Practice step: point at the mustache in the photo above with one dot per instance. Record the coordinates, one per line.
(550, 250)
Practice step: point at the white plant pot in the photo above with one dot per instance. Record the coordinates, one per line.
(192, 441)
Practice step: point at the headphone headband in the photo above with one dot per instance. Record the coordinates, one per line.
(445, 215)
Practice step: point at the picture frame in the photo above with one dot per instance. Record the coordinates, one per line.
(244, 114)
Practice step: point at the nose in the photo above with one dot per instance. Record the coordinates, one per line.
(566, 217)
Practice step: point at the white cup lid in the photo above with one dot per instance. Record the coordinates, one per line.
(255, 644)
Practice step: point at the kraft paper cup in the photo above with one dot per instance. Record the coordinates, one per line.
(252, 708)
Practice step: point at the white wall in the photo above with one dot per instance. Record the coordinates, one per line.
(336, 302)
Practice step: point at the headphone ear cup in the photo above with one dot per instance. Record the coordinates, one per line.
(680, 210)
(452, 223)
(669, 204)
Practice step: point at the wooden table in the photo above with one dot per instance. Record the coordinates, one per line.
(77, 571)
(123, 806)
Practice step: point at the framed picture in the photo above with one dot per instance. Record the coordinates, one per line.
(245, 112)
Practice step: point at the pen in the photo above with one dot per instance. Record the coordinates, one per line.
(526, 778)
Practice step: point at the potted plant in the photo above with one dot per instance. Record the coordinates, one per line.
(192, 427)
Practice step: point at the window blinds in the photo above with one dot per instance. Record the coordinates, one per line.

++++++++++

**SET EXERCISE**
Copy every line of the data above word for word, keeping the original order and leaving nothing out.

**FINAL ANSWER**
Practice step: point at the mustache in the photo above with one dot per instance. Record the coordinates, one per line.
(550, 250)
Practice step: point at the white plant pot in the photo above with one dot per instance. Record the coordinates, one per line.
(192, 441)
Practice step: point at the headphone headband in the photo above with one dot per instance. Record the coordinates, one per line.
(445, 215)
Practice step: point at the picture frame in the photo above with one dot per instance. Record the coordinates, one per line.
(244, 114)
Practice step: point at the nose in the photo above with one dot per instance. Record the coordinates, one per line.
(566, 217)
Practice step: point at the white cup lid in the photo above with one dot per instance. Record the coordinates, one per line.
(255, 644)
Practice step: point at the kraft paper cup in the photo above with one dot per instance. Record the coordinates, one per line.
(252, 708)
Practice step: point at the white wall in the photo above with one dot per instance. Record the coordinates, one per line.
(336, 302)
Practice step: point at the headphone ear cup in the photo above with one dot per instance. Record the coordinates, one per line.
(680, 210)
(452, 223)
(669, 204)
Practice step: point at the wooden table in the photo above with one dot per instance. Record the coordinates, one per line.
(77, 571)
(123, 806)
Practice step: point at the framed picture in the photo above with one dot per instance. Record the coordinates, one per line.
(245, 112)
Practice step: point at the pen in the photo above with one dot per instance. Record the coordinates, one per line.
(526, 778)
Practice step: point at the potted plant in the photo above with one dot per instance. Record the coordinates, one per line.
(192, 427)
Practice step: point at the window blinds in the photo above with one dot per instance. Record the coordinates, one per line.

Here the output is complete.